◆ **EXERCISE INSTRUCTIONS**
Take the line that has "the rider, one" in it and every line after it to the end of the entries, and reproduce them exactly.

◆ **Collection entries**
>>>

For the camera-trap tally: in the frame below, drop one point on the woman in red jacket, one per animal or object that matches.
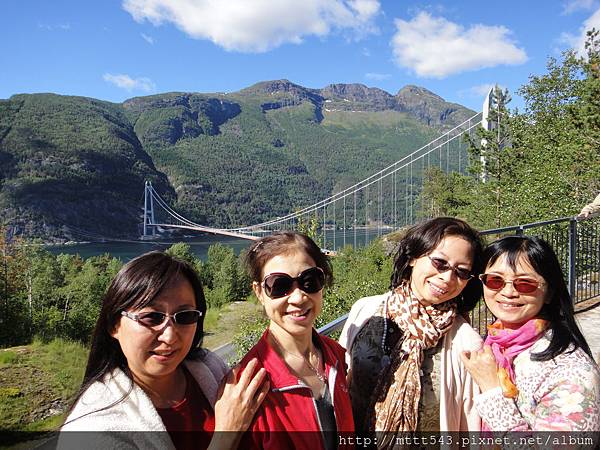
(308, 404)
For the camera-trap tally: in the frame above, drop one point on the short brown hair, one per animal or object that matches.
(284, 243)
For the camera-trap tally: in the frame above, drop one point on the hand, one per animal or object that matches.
(482, 367)
(238, 401)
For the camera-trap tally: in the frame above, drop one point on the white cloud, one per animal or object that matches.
(378, 76)
(258, 25)
(148, 39)
(130, 84)
(571, 6)
(435, 47)
(63, 27)
(577, 42)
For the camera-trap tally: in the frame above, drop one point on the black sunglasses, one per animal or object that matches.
(153, 319)
(278, 285)
(441, 265)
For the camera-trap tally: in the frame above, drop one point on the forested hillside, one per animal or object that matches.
(73, 167)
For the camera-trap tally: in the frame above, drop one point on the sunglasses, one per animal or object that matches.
(278, 285)
(441, 265)
(521, 285)
(153, 319)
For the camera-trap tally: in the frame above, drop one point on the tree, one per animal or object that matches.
(490, 163)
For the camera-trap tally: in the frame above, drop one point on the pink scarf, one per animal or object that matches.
(508, 344)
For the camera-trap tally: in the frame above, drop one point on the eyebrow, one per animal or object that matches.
(444, 256)
(517, 274)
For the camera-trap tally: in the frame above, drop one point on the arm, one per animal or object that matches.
(565, 400)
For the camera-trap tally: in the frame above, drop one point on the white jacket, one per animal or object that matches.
(134, 413)
(457, 389)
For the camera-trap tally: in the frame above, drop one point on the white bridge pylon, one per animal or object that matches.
(387, 200)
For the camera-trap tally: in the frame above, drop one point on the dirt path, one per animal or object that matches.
(229, 320)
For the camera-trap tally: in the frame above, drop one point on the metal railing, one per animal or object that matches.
(577, 245)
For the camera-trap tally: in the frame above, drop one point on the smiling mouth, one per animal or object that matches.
(510, 305)
(298, 314)
(164, 354)
(437, 289)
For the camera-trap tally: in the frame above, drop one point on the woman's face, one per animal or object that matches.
(432, 287)
(512, 308)
(154, 354)
(295, 313)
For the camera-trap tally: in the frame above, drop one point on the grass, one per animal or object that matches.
(38, 381)
(224, 323)
(8, 357)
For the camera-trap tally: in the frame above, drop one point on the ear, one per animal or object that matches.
(115, 332)
(258, 291)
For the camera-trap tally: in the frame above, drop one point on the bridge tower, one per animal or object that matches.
(149, 232)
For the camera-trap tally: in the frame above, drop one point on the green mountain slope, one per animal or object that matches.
(71, 164)
(220, 159)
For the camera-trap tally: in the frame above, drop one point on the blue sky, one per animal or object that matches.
(118, 49)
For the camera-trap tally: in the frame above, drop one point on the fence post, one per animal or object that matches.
(572, 258)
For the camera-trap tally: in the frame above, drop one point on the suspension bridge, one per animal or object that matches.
(387, 200)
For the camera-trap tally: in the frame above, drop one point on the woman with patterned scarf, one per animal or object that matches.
(403, 347)
(536, 371)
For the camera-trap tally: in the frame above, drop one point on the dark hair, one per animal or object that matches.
(261, 251)
(136, 285)
(559, 308)
(423, 238)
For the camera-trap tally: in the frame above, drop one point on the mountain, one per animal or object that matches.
(74, 166)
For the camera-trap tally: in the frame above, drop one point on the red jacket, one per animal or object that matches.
(288, 416)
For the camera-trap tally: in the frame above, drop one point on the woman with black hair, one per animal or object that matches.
(536, 370)
(403, 347)
(147, 372)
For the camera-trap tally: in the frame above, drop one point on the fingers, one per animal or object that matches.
(248, 372)
(262, 393)
(488, 350)
(466, 358)
(257, 381)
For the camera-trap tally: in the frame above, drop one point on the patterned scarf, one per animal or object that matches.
(397, 407)
(506, 346)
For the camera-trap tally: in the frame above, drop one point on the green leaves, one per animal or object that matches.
(537, 164)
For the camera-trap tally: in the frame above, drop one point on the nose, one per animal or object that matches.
(447, 275)
(509, 291)
(297, 295)
(168, 332)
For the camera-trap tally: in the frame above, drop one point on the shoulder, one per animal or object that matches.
(257, 352)
(463, 337)
(360, 312)
(208, 361)
(333, 346)
(98, 407)
(573, 365)
(367, 305)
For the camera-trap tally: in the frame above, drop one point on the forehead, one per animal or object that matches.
(455, 247)
(176, 293)
(503, 264)
(291, 263)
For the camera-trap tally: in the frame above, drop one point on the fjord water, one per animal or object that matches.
(126, 250)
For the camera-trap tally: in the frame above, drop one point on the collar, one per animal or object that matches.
(280, 375)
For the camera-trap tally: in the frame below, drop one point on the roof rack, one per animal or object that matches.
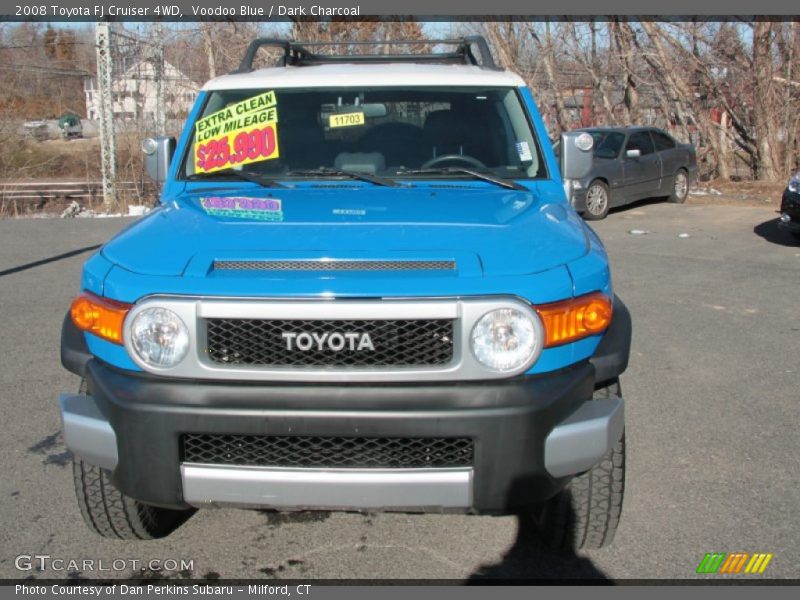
(299, 53)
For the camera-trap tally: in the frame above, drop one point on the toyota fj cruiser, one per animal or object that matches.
(363, 289)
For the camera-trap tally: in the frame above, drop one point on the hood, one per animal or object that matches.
(486, 230)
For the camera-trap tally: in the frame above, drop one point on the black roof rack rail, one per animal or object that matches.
(299, 53)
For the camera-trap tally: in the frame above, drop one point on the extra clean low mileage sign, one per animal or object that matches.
(242, 133)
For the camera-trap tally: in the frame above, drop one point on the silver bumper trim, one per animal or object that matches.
(585, 437)
(268, 487)
(87, 433)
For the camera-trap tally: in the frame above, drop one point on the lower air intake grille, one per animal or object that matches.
(330, 343)
(326, 452)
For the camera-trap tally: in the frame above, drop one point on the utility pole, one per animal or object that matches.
(158, 63)
(108, 154)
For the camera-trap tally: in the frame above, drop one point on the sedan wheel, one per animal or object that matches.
(681, 187)
(597, 203)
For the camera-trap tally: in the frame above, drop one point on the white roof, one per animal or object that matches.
(366, 75)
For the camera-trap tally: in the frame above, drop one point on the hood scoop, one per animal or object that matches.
(334, 265)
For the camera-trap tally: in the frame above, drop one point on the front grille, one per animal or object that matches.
(326, 452)
(334, 265)
(395, 343)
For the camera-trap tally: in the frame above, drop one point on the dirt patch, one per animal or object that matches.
(741, 193)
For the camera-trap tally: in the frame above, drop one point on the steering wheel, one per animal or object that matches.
(445, 158)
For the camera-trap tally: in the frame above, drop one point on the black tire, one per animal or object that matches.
(586, 513)
(598, 201)
(680, 187)
(111, 514)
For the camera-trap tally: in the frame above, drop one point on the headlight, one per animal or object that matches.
(794, 183)
(505, 339)
(159, 337)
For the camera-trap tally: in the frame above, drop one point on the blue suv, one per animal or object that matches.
(363, 289)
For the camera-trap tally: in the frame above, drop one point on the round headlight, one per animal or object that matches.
(506, 339)
(159, 337)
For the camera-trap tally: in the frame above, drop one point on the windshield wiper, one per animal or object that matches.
(322, 171)
(252, 177)
(495, 179)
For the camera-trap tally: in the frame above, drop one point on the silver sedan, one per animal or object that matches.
(630, 164)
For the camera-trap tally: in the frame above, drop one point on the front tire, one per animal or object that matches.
(111, 514)
(585, 515)
(598, 201)
(680, 187)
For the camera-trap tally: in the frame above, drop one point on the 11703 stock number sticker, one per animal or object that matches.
(242, 133)
(346, 119)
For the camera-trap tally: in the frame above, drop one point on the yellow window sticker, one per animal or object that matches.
(346, 119)
(242, 133)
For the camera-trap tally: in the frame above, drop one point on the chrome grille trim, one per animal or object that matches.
(334, 265)
(464, 312)
(394, 343)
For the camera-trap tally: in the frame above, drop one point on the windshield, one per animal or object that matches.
(607, 144)
(381, 131)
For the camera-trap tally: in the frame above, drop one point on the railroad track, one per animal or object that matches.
(37, 194)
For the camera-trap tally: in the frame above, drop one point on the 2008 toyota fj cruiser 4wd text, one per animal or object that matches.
(363, 289)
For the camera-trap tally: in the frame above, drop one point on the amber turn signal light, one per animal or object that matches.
(99, 316)
(576, 318)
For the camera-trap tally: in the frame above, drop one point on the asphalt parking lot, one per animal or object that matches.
(712, 423)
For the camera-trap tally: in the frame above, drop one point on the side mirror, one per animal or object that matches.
(576, 154)
(157, 156)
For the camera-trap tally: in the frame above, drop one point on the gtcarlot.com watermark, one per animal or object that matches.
(45, 562)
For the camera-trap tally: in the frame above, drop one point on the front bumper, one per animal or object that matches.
(530, 434)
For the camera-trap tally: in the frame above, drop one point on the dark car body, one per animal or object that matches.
(790, 207)
(662, 166)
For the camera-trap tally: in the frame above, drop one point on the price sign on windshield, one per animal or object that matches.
(242, 133)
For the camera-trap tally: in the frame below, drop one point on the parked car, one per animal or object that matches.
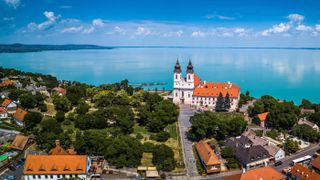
(278, 163)
(9, 178)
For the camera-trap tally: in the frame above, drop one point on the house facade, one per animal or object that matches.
(191, 90)
(38, 167)
(9, 105)
(3, 113)
(208, 158)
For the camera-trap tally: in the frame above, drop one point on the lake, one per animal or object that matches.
(290, 74)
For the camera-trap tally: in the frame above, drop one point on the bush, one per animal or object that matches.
(161, 136)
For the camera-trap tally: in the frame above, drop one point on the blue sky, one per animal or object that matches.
(263, 23)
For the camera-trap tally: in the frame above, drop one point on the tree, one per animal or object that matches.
(61, 103)
(305, 132)
(163, 158)
(291, 146)
(75, 93)
(161, 136)
(227, 102)
(220, 103)
(60, 116)
(82, 107)
(32, 119)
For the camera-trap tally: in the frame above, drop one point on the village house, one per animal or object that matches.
(191, 90)
(19, 116)
(3, 113)
(263, 173)
(316, 163)
(298, 171)
(59, 90)
(262, 119)
(276, 152)
(208, 158)
(20, 142)
(58, 150)
(56, 167)
(9, 105)
(304, 121)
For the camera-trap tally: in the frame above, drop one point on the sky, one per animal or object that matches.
(216, 23)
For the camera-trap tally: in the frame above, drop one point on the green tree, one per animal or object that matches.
(220, 103)
(82, 107)
(32, 119)
(291, 146)
(163, 158)
(61, 103)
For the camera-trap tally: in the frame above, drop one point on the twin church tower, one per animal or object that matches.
(191, 90)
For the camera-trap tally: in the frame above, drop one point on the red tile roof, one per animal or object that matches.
(197, 80)
(213, 89)
(264, 173)
(6, 102)
(6, 83)
(20, 114)
(263, 116)
(58, 164)
(304, 173)
(316, 162)
(206, 153)
(2, 110)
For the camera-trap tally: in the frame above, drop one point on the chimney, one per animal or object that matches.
(57, 142)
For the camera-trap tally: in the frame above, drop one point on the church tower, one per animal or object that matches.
(190, 73)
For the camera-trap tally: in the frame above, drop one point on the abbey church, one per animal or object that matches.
(201, 94)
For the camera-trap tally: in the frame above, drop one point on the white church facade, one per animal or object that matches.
(191, 90)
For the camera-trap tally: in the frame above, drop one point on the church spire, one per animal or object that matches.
(190, 67)
(177, 67)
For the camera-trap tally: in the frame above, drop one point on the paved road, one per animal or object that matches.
(309, 151)
(184, 124)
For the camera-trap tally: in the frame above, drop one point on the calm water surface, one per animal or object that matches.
(283, 73)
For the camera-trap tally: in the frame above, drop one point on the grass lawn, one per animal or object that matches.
(173, 142)
(146, 159)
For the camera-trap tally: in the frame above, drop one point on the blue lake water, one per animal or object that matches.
(290, 74)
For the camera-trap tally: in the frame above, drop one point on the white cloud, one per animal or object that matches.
(173, 34)
(72, 29)
(8, 18)
(13, 3)
(97, 22)
(295, 17)
(279, 28)
(51, 20)
(198, 34)
(302, 27)
(89, 30)
(213, 16)
(141, 31)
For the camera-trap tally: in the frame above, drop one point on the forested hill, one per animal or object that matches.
(20, 48)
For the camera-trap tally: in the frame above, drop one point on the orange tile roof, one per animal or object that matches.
(6, 83)
(263, 116)
(304, 173)
(20, 142)
(316, 162)
(197, 80)
(58, 164)
(60, 90)
(213, 89)
(265, 173)
(6, 102)
(2, 110)
(20, 114)
(206, 153)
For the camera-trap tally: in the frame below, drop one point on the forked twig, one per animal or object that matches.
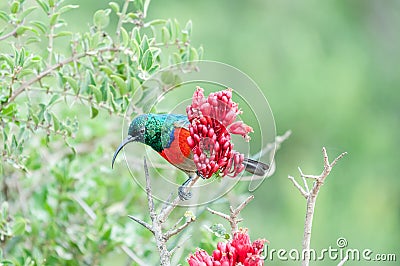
(311, 197)
(232, 218)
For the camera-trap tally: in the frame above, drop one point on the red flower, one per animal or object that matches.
(212, 121)
(240, 251)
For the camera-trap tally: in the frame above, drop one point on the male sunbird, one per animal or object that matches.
(168, 135)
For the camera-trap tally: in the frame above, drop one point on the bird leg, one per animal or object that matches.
(182, 193)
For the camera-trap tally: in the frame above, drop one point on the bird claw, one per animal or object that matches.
(183, 195)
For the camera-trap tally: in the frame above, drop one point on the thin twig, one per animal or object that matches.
(133, 256)
(11, 33)
(141, 222)
(311, 197)
(177, 230)
(232, 218)
(54, 67)
(156, 228)
(168, 208)
(341, 263)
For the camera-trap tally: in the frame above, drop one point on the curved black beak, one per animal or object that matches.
(124, 142)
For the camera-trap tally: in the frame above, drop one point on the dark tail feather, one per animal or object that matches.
(255, 167)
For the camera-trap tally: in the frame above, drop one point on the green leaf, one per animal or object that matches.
(93, 112)
(97, 93)
(14, 8)
(168, 77)
(39, 25)
(193, 55)
(56, 123)
(114, 6)
(106, 70)
(73, 83)
(125, 37)
(22, 29)
(43, 5)
(4, 16)
(136, 35)
(101, 18)
(120, 83)
(62, 34)
(19, 227)
(28, 11)
(9, 111)
(147, 60)
(53, 100)
(144, 45)
(67, 8)
(177, 28)
(155, 22)
(188, 28)
(168, 25)
(7, 58)
(145, 7)
(54, 19)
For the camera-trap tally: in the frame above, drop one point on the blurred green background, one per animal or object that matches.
(331, 73)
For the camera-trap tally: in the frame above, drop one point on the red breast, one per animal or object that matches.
(179, 153)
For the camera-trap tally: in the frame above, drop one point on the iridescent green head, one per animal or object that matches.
(136, 132)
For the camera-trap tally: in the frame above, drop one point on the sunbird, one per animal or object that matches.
(167, 134)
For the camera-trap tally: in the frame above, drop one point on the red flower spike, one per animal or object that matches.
(212, 121)
(239, 251)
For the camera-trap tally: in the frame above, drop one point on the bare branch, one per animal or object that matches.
(311, 197)
(220, 214)
(133, 256)
(342, 262)
(167, 209)
(150, 201)
(233, 217)
(177, 230)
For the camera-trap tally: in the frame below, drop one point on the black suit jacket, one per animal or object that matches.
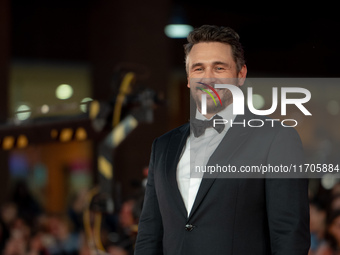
(230, 216)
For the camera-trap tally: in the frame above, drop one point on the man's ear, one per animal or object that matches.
(242, 75)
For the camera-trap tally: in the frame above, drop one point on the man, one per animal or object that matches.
(233, 216)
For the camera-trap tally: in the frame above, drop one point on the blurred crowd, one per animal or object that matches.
(325, 222)
(26, 229)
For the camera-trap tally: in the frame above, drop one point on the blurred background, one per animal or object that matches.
(86, 86)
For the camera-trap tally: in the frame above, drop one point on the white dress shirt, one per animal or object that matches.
(197, 152)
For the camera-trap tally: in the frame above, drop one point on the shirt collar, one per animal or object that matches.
(226, 113)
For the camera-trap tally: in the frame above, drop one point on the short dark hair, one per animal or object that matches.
(209, 33)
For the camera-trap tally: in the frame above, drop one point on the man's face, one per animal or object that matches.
(212, 63)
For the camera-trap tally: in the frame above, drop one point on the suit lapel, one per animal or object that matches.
(232, 141)
(174, 151)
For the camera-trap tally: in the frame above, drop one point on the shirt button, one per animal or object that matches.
(189, 227)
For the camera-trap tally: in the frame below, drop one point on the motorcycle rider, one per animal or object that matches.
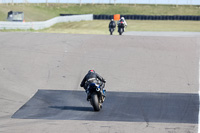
(112, 25)
(92, 77)
(122, 20)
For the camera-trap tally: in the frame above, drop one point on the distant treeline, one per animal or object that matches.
(146, 17)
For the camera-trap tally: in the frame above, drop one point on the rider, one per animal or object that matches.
(112, 24)
(122, 20)
(92, 77)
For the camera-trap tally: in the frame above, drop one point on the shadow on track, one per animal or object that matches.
(74, 108)
(118, 106)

<<<

◆ **WRITTEN SOLUTION**
For the camera-trap tally: in the frame above, drop one point on the rider, one per animal or object that matches.
(112, 24)
(122, 20)
(92, 77)
For the camera-trap tally: in the frame above, drop one point on the shadow on track, one per animal or object that matches.
(74, 108)
(118, 106)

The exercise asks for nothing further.